• **TASK TO COMPLETE**
Copy the records below without changes, starting with the line containing "In this exercise you will locate the large" and continuing through the line containing "point(88, 52)".

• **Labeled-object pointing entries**
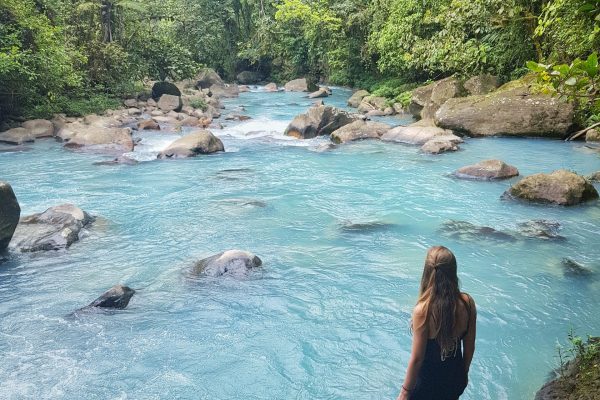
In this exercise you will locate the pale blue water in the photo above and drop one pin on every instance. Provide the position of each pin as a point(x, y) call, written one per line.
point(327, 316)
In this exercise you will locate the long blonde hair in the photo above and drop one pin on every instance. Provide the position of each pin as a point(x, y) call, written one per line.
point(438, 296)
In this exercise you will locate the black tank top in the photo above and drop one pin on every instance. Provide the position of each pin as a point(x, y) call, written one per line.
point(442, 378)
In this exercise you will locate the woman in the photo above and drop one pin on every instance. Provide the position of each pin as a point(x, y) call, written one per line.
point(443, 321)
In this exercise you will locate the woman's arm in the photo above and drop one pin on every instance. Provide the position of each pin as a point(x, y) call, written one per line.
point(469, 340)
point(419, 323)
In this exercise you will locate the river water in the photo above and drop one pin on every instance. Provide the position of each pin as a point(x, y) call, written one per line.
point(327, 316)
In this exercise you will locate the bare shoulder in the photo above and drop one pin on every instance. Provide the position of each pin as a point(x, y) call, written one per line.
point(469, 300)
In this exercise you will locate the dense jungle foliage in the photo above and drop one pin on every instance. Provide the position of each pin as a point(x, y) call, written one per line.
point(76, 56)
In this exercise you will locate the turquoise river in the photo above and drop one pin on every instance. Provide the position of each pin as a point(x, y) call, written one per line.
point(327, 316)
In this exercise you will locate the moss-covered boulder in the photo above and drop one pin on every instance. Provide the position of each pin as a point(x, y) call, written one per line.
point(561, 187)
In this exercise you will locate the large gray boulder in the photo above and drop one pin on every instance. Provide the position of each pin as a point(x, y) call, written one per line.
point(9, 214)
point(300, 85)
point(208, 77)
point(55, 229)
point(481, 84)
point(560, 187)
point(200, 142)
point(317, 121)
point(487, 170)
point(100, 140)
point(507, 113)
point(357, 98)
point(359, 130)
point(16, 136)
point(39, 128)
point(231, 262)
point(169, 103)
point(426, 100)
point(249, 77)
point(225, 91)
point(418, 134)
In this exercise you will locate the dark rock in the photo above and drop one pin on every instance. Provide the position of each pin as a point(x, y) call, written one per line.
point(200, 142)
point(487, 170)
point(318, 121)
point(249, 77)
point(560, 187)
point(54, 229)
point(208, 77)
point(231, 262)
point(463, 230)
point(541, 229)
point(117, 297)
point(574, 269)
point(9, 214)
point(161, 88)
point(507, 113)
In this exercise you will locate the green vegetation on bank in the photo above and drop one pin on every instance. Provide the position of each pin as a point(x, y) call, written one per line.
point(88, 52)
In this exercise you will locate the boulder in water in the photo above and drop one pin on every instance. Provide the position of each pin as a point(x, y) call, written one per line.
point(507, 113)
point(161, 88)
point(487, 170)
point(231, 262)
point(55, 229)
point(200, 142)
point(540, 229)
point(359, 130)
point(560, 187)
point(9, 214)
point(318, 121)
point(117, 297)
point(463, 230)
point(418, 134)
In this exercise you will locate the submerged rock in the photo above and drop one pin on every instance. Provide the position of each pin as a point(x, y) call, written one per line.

• **PROBLEM SOLUTION**
In this exercise you will locate the large gray boulder in the photo above and drop one pin on every instance. Provide the position of each pin as a point(x, y) call, written one per line.
point(9, 214)
point(300, 85)
point(208, 77)
point(55, 229)
point(481, 84)
point(560, 187)
point(200, 142)
point(317, 121)
point(487, 170)
point(100, 140)
point(507, 113)
point(357, 98)
point(359, 130)
point(16, 136)
point(39, 128)
point(231, 262)
point(169, 103)
point(426, 100)
point(249, 77)
point(225, 91)
point(418, 134)
In this exercise you will locate the dark rock in the photo above and drop one pin on every instance. Provide the position of each pin as a point(x, y) call, written one per line.
point(200, 142)
point(487, 170)
point(318, 121)
point(249, 77)
point(560, 187)
point(54, 229)
point(208, 77)
point(231, 262)
point(463, 230)
point(541, 229)
point(117, 297)
point(574, 269)
point(9, 214)
point(161, 88)
point(507, 113)
In this exercise you will locate the green vegetation on bank in the photo above and drop one pin on every instance. Provide the position of each pin as a point(x, y) call, written one per line.
point(88, 52)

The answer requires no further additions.